Willis G. Regier. Masterpieces of American Indian Literature. Lincoln: University of Nebraska Press, 2005. xv + 623 pp. $17.95 (paper), ISBN 978-0-8032-8997-0.
Reviewed by Elizabeth Archuleta (Department of English, University of New Mexico)
Published on H-AmIndian (October, 2006)
"Masterpieces" or Works of Political and Social Significance?
In Masterpieces of American Indian Literature, Willis G. Regier brings together five important American Indian texts from the late nineteenth and early twentieth centuries. His anthology includes the complete and unabridged texts of well-known figures George Copway, Charles Eastman, Zitkala-Sa, Mourning Dove, and Black Elk. He opens the anthology with a succinct biographical and contextualizing introduction for each writer. The works the anthology offers consist of Copway's The Life of Kah-ge-ga-gah-bowh (1847), Eastman's The Soul of the Indian (1911), Zitkala-Sa's American Indian Stories (1921), Mourning Dove's Coyote Stories (1934), and Black Elk's Black Elk Speaks (1932). At the end, he includes a "further reading" section that provides a brief list of primary and secondary materials for each writer beyond those that form the anthology. Additionally, he provides the names of four research centers that house American Indian materials. While Regier's stated purpose is "to restore balance and perspective" with this anthology, he also states that "it is meant to begin a library, not complete one" (p. vii). The anthology's significance lies in this act of having brought together several early important texts.
This anthology would be most useful in an introductory classroom. The anthology's five texts concentrate on a specific time period and all present particular issues that would allow instructors to easily shape the class in several ways. One could arrange the class by contextualizing the anthology selections through significant historical events that influenced and shaped one or more of the authors, such as the Wounded Knee Massacre; the boarding school experience; the United States expanded westward movement, which resulted in the displacement and dispossession of large numbers of tribes; the end of the treaty making period; the professionalization of anthropology, which led to numerous "as-told-to" American Indian autobiographies collected and edited by ethnographers, and the theft of human remains and cultural products by anthropologists and ethnographers; and the ethics of academic research methods and practices that have relied on American Indians as objects of study.

- - - - -

▸ TASKS
1) In the book review, what setting is the anthology said to suit best?
2) Copy the book review word for word, from "Willis G. Regier." up to and including "H-AmIndian (October, 2006)".
3) Carry the book review of Masterpieces of American Indian Literature forward from the point where it stops.

▸ DATA SEGMENT
- - - - -

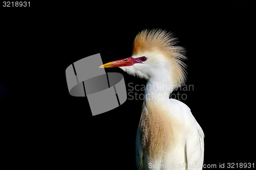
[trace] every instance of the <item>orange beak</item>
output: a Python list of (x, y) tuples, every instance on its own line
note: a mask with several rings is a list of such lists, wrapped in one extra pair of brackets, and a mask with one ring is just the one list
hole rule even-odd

- - - - -

▸ WRITTEN ANSWERS
1) An introductory classroom.

2)
Willis G. Regier. Masterpieces of American Indian Literature. Lincoln: University of Nebraska Press, 2005. xv + 623 pp. $17.95 (paper), ISBN 978-0-8032-8997-0.
Reviewed by Elizabeth Archuleta (Department of English, University of New Mexico)
Published on H-AmIndian (October, 2006)

3)
Likewise, fruitful discussions based on the readings could be centered on issues in which current American Indian studies scholarship has furthered readers' knowledge about and understanding of American Indians as well as the authors in the anthology. Some of the issues that we find if we read between the lines of Eastman, Zitkala-Sa, or Black Elk, for example, include either the effects of historical trauma brought on by massacres, the consequences of physical and sexual violence that took place in boarding schools, as well as the shock of being removed from one's home and seeing one's former way of life irrevocably change due to assimilationist efforts designed to incorporate American Indians into mainstream culture. Tribes also felt the loss of sovereignty after the United States ceased making treaties with tribes and the sting of being more fully perceived as "domestic dependents" than in the past. Seeing the loss of power and cultural heritage, all of the authors in Masterpieces of American Indian Literature wrote down or narrated stories about ways of life they felt were vanishing. Their stories were also meant to validate and honor worldviews and lifeways that mainstream Americans deemed "primitive" or "uncivilized." Each of the authors relate stories written during a time of great change for American Indians, which often resulted in what many scholars talk about as fractured identities or lives lived on the margins of white and American Indian cultures. Yet, such claims deny the power and influence each of these figures yielded then and now.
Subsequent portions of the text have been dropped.